* **Problem to solve**
Among the entries below, find the lines holding "tight" and copy them.

Collected data entries:
━━━━━━━━
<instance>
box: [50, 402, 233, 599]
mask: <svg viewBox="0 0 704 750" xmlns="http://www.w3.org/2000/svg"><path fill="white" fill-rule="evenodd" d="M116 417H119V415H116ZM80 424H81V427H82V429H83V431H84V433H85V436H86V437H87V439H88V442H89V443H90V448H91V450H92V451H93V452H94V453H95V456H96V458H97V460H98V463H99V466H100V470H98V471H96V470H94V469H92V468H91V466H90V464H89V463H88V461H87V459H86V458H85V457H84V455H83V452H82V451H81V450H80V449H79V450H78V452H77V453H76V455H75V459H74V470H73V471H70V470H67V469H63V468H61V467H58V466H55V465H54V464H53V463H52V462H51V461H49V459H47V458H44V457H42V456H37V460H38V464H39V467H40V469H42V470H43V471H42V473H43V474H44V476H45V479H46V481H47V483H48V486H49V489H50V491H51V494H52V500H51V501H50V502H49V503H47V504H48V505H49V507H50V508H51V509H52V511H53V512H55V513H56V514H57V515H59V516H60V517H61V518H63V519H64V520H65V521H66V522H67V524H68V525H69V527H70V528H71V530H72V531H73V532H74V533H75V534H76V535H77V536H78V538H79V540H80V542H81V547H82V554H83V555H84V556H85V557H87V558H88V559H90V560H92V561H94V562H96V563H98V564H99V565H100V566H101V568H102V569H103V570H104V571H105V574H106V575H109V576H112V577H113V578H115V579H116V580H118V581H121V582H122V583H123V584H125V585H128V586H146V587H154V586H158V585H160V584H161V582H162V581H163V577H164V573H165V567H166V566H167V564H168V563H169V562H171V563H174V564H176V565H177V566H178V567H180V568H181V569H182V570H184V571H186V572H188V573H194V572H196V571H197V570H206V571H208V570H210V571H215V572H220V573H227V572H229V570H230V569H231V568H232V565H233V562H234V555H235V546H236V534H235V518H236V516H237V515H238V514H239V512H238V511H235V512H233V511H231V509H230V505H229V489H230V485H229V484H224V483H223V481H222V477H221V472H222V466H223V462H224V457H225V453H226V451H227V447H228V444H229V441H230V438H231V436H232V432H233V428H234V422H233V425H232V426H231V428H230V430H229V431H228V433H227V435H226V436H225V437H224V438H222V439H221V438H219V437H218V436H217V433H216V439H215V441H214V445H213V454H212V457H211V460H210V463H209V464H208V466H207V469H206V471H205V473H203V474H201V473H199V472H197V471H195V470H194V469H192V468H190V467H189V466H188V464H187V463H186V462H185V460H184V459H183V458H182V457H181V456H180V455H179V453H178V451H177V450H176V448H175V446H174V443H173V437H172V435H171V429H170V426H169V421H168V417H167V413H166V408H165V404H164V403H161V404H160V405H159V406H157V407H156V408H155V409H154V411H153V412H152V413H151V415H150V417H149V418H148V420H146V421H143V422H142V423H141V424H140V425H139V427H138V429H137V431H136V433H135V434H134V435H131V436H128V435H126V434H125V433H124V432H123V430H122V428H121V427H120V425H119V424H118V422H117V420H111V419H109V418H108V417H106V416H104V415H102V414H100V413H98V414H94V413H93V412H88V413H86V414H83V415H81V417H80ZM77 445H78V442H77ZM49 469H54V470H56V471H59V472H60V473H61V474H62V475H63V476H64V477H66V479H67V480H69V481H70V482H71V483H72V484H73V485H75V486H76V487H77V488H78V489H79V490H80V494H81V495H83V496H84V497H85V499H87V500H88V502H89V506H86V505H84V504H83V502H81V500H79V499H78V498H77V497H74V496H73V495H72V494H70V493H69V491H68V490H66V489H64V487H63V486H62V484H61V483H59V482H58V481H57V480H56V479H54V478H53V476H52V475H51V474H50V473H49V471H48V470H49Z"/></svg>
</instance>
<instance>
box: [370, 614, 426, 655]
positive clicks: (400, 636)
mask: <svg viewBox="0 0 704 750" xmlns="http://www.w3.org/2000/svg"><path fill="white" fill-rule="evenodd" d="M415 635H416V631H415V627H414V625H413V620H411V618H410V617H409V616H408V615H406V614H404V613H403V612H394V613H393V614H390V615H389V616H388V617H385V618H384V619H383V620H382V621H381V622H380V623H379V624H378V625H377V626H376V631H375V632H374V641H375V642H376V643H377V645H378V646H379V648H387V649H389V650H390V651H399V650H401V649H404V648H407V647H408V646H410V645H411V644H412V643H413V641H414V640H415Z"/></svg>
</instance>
━━━━━━━━
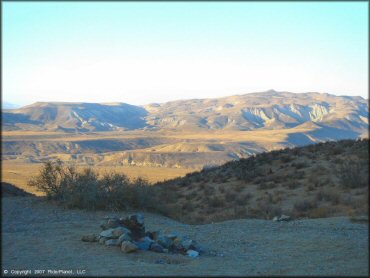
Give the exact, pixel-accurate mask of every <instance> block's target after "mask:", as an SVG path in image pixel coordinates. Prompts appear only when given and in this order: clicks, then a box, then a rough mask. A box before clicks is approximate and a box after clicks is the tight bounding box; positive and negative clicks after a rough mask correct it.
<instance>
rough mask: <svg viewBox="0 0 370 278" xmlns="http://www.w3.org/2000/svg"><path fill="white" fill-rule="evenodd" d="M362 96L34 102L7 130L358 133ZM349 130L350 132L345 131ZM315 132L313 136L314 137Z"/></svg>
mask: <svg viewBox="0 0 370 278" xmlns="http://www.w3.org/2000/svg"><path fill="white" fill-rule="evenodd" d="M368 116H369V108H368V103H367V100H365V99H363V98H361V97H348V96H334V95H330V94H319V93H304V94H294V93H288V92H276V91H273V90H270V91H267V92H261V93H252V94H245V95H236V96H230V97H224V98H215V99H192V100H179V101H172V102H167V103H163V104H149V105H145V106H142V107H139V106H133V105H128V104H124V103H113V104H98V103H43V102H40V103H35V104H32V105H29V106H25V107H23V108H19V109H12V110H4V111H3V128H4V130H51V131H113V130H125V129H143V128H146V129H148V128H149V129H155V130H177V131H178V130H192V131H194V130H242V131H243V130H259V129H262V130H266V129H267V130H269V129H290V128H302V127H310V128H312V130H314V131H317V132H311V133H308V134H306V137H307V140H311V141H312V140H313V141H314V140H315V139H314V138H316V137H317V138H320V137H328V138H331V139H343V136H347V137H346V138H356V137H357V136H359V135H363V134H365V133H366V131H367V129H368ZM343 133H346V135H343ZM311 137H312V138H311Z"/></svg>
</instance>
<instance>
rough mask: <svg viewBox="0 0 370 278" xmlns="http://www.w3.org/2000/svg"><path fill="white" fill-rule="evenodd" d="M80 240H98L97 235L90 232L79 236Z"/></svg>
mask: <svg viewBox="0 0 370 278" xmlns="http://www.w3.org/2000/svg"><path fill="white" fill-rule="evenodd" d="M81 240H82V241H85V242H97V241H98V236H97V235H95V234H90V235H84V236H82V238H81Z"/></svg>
━━━━━━━━
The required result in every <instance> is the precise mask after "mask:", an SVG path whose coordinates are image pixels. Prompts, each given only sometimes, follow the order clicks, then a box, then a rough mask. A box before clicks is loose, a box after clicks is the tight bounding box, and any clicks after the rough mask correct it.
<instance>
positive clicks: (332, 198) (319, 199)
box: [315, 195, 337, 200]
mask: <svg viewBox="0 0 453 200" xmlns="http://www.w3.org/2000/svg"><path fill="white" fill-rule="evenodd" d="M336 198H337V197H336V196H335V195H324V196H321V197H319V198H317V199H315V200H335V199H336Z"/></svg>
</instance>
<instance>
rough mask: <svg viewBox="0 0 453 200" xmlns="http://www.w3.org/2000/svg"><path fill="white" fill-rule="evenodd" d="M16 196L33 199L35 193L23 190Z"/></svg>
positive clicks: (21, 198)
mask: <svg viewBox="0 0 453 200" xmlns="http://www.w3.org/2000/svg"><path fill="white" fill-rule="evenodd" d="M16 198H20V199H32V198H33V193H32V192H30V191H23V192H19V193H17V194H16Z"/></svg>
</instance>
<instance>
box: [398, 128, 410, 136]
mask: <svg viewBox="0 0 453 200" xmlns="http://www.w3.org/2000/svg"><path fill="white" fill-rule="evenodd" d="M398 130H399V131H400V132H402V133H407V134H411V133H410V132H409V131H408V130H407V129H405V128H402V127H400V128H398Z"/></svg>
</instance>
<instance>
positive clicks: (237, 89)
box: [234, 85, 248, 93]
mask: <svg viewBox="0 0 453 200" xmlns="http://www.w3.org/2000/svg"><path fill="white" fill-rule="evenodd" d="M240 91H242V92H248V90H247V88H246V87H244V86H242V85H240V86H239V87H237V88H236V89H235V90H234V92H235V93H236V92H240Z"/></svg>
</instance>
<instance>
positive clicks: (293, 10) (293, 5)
━━━━━━━━
* **Output of the task**
Give the exact, pixel-accurate mask of every <instance> block's target after "mask:", as an SVG path in image pixel coordinates. Prompts appear only when given and in this order: clicks, then a box, then a rough mask. A box before clicks is approximate and a box after clicks is the tight bounding box; positive and negative clicks after a rough mask correct it.
The required result in every <instance> is the precise mask after "mask:", an SVG path whose coordinates are image pixels. Prompts, each given only sometimes, follow the order clicks, then a box, then a rough mask. A box before clicks is loose, a box after clicks is the tight bounding box, and any clicks after the rough mask correct it.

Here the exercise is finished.